# AIM OF THE TASK
Please give back, word for word, only the lines starting at the one containing "Target: sweater sleeve" and ending at the one containing "of the green" within the material below.
*** Begin section ***
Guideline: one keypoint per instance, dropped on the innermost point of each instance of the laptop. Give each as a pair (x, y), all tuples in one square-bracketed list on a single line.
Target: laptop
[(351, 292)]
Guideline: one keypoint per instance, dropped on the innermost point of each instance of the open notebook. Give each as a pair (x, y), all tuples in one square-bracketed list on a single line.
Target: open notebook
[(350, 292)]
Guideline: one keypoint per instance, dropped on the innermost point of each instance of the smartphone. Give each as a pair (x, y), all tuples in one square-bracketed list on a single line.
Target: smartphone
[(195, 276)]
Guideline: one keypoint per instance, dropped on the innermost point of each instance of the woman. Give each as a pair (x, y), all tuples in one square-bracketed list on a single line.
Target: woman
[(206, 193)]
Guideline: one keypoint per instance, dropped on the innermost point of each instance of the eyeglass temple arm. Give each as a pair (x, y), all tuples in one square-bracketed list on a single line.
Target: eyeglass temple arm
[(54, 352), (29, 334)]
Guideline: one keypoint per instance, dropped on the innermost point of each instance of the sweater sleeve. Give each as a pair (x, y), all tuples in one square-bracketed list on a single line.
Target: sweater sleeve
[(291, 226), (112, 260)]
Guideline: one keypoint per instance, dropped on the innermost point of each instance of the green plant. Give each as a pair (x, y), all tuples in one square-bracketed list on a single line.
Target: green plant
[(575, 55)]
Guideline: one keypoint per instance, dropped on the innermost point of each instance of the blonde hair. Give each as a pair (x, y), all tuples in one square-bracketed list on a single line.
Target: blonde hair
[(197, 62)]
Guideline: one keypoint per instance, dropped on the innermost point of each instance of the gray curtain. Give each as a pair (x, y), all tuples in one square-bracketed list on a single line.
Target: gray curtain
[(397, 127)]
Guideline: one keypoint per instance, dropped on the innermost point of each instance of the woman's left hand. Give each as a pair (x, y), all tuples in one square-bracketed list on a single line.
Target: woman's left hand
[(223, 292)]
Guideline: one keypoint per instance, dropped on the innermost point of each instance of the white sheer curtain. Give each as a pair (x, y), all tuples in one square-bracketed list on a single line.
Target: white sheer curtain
*** End section ***
# SOLUTION BELOW
Target: sweater sleeve
[(291, 226), (112, 260)]
Guideline: one keypoint per instance, dropped on the innermost point of each instance of the green plant. Give each as a pair (x, y), all tuples in one square-bracketed list on a single line.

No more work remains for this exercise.